**Text block**

Properly handle the networking errors and aborted requests
Closed, ResolvedPublic

Description

We should not log the aborted requests as PagePreviewsAPIFailure because that makes API Failures chart unusable. After deployment of T197700, the chart went from <10 events per minute to 200-400 events per minute and the graph doesn't present API failures. The noise generated by aborted requests is too big. The abort action should not increment the PagePreviewsApiFailure because it is not a request failure.

Developer notes

The catch logic in actions.js is incorrect. result parameter will be always undefined as the only place that causes catch() statement to be executed is this this throw. Current logic assumes that every time we land in catch((err, result) => { ... }) scope is not a network issue (because of the fact that result is always not defined) and it shows the generic page preview. Every fetch exception causes FETCH_COMPLETE state, which triggers the generic preview state.

Because of that, we cannot:

  • determine if this is an offline issue and not show the page preview
  • it's not possible to not call FETCH_COMPLETE when the request was aborted
Bonus points:

Rest gateway shouldn't know how to handle not found issues

Acceptance criteria:
  • If I go to a page with Page Previews on, change to offline mode in the networking tab, hover a link - it should not show the Page Preview
  • When a request abort happens, Page Previews should not switch into FETCH_COMPLETE state
  • When a request is aborted, the counter.PagePreviewsApiFailure should not be incremented
  • when the server (both Mediawiki and Restbase) returns 4xx or 5xx error the Page Preview should be visible (the generic preview)

**Data lines**
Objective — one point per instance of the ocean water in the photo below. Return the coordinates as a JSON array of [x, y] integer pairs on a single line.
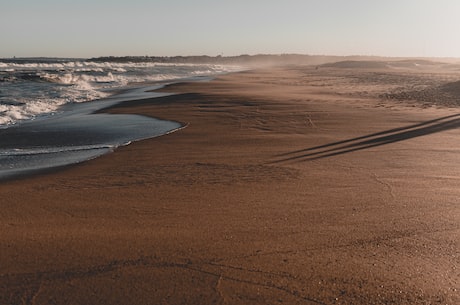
[[48, 108], [31, 88]]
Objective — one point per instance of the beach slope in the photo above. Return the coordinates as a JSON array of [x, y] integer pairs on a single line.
[[288, 186]]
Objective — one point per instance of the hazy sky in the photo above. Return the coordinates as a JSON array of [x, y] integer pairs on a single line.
[[89, 28]]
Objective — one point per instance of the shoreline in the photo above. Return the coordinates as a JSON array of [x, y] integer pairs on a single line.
[[204, 215]]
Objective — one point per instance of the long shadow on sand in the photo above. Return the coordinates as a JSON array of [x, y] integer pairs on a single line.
[[372, 140]]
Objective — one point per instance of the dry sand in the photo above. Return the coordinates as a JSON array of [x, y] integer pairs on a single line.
[[288, 186]]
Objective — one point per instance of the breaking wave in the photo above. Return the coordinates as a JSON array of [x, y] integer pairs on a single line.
[[30, 89]]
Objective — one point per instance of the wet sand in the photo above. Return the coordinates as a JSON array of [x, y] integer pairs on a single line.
[[288, 186]]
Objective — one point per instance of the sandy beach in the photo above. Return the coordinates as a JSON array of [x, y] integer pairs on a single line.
[[289, 185]]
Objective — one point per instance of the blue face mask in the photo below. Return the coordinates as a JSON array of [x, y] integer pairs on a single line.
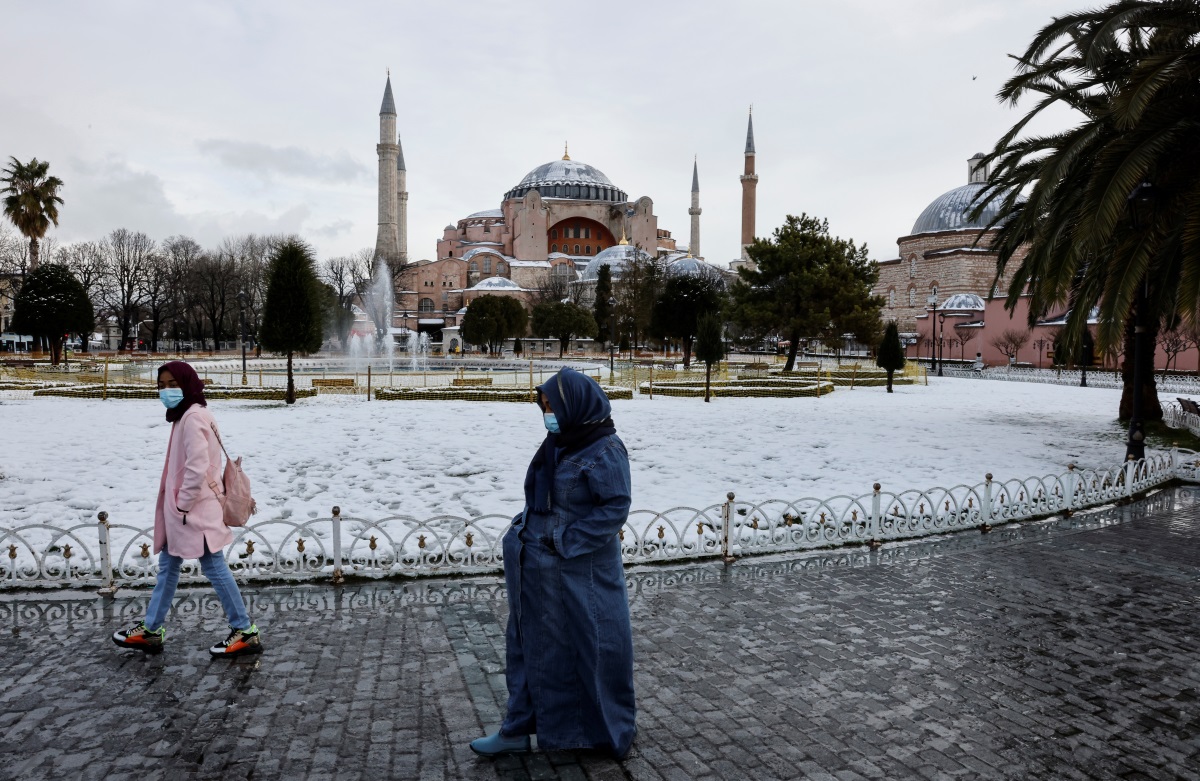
[[171, 397]]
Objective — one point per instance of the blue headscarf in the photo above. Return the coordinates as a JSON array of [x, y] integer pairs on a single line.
[[583, 414]]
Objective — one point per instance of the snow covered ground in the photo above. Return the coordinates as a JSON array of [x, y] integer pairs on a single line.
[[61, 461]]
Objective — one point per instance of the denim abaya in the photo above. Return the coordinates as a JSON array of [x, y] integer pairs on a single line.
[[570, 650]]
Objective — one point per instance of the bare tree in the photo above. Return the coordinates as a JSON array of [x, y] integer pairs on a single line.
[[1011, 343], [126, 259], [215, 280], [1177, 340]]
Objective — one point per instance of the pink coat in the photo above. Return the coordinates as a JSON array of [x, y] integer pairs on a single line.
[[193, 460]]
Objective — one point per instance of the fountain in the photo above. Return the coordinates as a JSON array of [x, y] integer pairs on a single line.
[[378, 304]]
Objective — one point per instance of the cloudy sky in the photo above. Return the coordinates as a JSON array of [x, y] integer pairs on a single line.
[[211, 119]]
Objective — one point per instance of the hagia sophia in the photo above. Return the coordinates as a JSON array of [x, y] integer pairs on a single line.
[[565, 218]]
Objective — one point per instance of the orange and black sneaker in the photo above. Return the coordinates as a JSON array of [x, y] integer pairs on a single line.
[[240, 641], [141, 638]]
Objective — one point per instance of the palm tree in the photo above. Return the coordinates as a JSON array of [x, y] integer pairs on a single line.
[[1087, 232], [31, 200]]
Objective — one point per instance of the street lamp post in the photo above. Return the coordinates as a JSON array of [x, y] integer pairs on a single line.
[[1140, 203], [241, 318], [935, 337]]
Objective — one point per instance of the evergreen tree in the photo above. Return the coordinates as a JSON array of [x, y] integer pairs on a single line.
[[891, 356], [709, 346], [491, 319], [293, 313], [601, 310], [563, 322], [52, 302], [808, 283], [684, 299]]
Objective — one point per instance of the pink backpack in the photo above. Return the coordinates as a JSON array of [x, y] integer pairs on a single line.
[[235, 500]]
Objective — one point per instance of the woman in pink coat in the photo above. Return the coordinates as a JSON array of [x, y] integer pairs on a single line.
[[189, 518]]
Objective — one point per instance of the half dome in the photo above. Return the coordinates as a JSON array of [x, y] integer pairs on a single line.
[[568, 179], [952, 211], [617, 258]]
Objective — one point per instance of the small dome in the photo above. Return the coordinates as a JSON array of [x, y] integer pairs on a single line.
[[497, 283], [964, 301], [617, 258], [568, 179], [952, 211]]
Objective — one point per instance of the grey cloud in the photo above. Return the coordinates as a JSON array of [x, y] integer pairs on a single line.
[[287, 161], [333, 229]]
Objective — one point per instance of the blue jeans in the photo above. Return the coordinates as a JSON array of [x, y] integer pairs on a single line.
[[215, 569]]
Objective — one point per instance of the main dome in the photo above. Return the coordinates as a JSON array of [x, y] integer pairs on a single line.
[[568, 179], [952, 211]]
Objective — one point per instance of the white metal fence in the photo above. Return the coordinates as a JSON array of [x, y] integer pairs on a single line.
[[1096, 378], [111, 554]]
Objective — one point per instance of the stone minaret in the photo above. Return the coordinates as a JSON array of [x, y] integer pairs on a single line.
[[749, 182], [387, 241], [694, 241], [401, 204]]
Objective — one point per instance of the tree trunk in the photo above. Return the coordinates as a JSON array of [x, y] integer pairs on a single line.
[[1151, 408], [291, 396], [791, 352]]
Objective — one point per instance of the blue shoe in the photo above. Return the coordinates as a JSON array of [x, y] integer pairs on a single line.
[[496, 745]]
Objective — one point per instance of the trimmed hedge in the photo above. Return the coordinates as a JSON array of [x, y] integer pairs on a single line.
[[211, 392], [793, 390], [444, 392]]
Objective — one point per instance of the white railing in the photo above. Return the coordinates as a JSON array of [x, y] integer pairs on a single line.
[[1096, 378], [108, 554]]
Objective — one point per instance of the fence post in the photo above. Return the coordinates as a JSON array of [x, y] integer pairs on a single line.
[[1071, 491], [106, 560], [726, 522], [337, 545], [874, 541], [985, 527]]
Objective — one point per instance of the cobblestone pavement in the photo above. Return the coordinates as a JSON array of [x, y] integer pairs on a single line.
[[1063, 649]]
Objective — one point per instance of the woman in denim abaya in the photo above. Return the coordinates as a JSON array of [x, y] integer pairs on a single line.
[[570, 649]]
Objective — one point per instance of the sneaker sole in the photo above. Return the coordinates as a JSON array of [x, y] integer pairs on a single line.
[[241, 652], [142, 647]]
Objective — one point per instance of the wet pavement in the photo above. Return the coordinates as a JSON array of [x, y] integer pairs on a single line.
[[1061, 649]]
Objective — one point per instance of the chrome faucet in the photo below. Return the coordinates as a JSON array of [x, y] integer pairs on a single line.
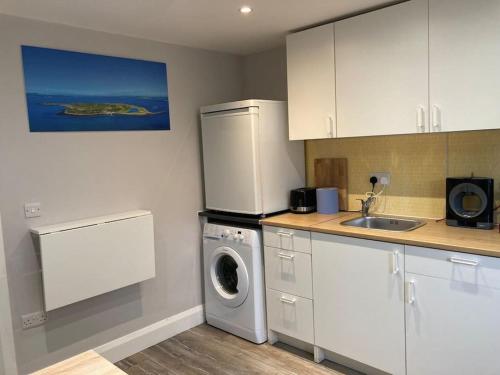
[[366, 205]]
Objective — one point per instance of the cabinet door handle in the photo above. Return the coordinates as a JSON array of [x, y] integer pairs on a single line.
[[286, 234], [436, 118], [467, 262], [395, 262], [290, 301], [420, 120], [410, 292], [286, 256], [329, 126]]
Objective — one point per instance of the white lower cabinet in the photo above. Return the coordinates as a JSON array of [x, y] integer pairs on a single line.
[[288, 271], [359, 300], [291, 315], [397, 309], [452, 313]]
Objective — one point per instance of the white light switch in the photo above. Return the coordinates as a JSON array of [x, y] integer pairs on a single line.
[[32, 210]]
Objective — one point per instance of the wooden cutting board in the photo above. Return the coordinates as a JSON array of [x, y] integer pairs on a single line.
[[332, 172]]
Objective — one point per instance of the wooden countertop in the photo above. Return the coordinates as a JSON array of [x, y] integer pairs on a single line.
[[87, 363], [432, 234], [301, 221]]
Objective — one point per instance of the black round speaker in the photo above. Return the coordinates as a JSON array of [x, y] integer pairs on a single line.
[[469, 202]]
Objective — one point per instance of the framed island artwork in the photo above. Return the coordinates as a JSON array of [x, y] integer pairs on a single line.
[[73, 91]]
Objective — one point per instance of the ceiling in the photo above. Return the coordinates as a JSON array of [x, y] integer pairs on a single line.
[[209, 24]]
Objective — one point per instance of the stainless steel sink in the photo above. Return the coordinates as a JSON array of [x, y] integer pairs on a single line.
[[394, 224]]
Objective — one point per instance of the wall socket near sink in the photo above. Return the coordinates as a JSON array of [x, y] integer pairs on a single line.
[[34, 319], [384, 178]]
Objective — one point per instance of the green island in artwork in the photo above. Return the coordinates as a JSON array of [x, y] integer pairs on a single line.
[[103, 109]]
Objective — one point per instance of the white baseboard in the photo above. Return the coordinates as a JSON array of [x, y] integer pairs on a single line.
[[143, 338]]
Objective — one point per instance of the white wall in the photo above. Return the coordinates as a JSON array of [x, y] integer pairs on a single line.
[[77, 175], [7, 353], [265, 75]]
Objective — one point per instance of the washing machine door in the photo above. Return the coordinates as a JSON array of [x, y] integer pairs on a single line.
[[229, 276]]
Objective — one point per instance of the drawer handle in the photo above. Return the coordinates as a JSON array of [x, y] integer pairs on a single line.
[[395, 262], [410, 292], [290, 301], [286, 256], [467, 262]]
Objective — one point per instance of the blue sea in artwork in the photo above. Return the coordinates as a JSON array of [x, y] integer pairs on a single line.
[[74, 91], [51, 118]]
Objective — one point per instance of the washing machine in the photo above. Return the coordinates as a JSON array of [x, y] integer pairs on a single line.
[[234, 281]]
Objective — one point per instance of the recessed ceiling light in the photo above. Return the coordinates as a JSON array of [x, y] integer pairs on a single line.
[[245, 9]]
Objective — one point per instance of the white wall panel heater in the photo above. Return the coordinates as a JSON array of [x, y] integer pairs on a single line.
[[86, 258]]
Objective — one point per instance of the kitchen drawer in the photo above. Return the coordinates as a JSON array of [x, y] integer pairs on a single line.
[[287, 239], [291, 315], [454, 266], [288, 271]]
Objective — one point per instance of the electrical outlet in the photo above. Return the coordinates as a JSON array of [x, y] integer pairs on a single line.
[[384, 178], [34, 319], [32, 210]]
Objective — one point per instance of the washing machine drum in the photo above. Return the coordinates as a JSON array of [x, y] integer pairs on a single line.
[[229, 276]]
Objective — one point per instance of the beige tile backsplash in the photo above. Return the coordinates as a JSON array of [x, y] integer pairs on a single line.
[[418, 165]]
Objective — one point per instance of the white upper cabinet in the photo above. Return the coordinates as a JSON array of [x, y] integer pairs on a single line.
[[464, 38], [311, 83], [381, 61]]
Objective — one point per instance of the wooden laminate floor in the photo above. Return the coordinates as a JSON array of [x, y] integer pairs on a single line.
[[207, 350]]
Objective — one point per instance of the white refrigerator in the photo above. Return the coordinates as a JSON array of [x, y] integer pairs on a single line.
[[250, 166]]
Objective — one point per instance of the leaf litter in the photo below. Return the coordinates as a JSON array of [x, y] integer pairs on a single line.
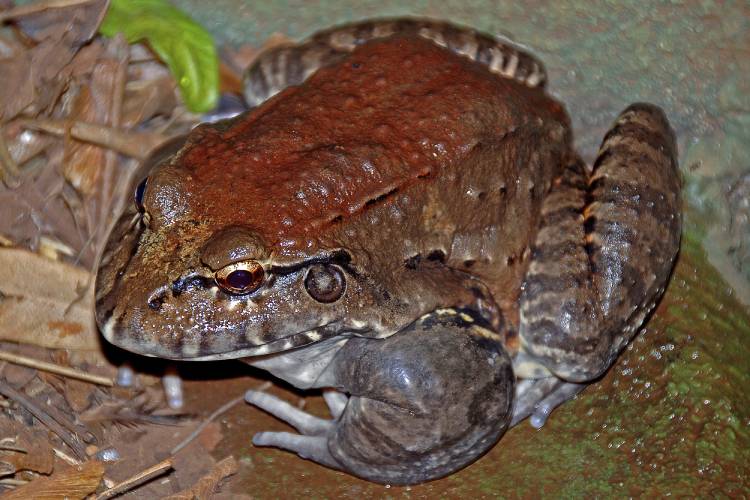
[[78, 114]]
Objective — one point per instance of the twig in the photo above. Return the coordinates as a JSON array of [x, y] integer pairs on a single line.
[[25, 10], [135, 144], [133, 481], [66, 458], [9, 392], [204, 424], [9, 171], [56, 369], [13, 482]]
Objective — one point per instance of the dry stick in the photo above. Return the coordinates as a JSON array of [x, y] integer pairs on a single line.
[[9, 171], [25, 10], [9, 392], [56, 369], [205, 423], [106, 187], [133, 481], [134, 144]]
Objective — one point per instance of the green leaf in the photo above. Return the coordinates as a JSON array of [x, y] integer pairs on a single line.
[[187, 49]]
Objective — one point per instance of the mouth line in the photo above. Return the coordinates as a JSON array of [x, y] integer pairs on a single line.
[[114, 335], [294, 341]]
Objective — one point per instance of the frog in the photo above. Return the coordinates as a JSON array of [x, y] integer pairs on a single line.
[[401, 221]]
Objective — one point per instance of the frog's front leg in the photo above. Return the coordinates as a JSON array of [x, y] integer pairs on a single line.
[[423, 403], [604, 250]]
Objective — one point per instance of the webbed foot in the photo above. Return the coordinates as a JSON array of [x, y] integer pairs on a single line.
[[424, 403], [312, 441]]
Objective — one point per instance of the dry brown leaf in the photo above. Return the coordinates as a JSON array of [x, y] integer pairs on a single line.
[[75, 482], [82, 19], [145, 99], [40, 302], [38, 455], [208, 483]]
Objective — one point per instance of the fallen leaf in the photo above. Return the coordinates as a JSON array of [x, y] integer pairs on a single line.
[[41, 303], [37, 452], [75, 482], [208, 483]]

**Set tasks**
#1 In the Page Previews error-handling text, how many events per minute did the API Failures chart show after T197700 was deployed?
#2 Please continue the Page Previews error-handling text from the point where it ends.

**Responses**
#1 200 to 400 events per minute

#2
NOTE: This last AC can be verified after the MediaWiki train deployment on Thursday, 26th.
  • Post-deployment: The API Failures graph should get back to normal.

QA

  • Test on staging.
  • Drop connection, no page preview should show on any link
  • Restore connection, page previews should show on all links
  • When I hover over "List of D. C. Thomson & Co. Ltd publications" on http://reading-web-staging.wmflabs.org/wiki/Special:AllPages I should see an error (no lead section)
  • If page doesn't exist, a broken page preview will show e.g. Timed test 2
  • If a page preview summary request results in a 500 error then a broken page preview will show (not sure how to test this one without changing code, but JR checked this manually)
pmiazga created this task.Jul 12 2018, 9:59 PM
Restricted Application added a subscriber: Aklapper. · View Herald TranscriptJul 12 2018, 9:59 PM

Change 445543 had a related patch set uploaded (by Pmiazga; owner: Pmiazga):
[mediawiki/extensions/Popups@master] Properly handle catch() when calling gateway fetch.

https://gerrit.wikimedia.org/r/445543

pmiazga updated the task description. (Show Details)Jul 12 2018, 10:20 PM

Change 445545 had a related patch set uploaded (by Pmiazga; owner: Pmiazga):
[mediawiki/extensions/Popups@master] When request gets aborted it shouldn't finish with FETCH_FAILED

https://gerrit.wikimedia.org/r/445545

Change 445543 merged by jenkins-bot:
[mediawiki/extensions/Popups@master] Properly handle catch() when calling gateway fetch.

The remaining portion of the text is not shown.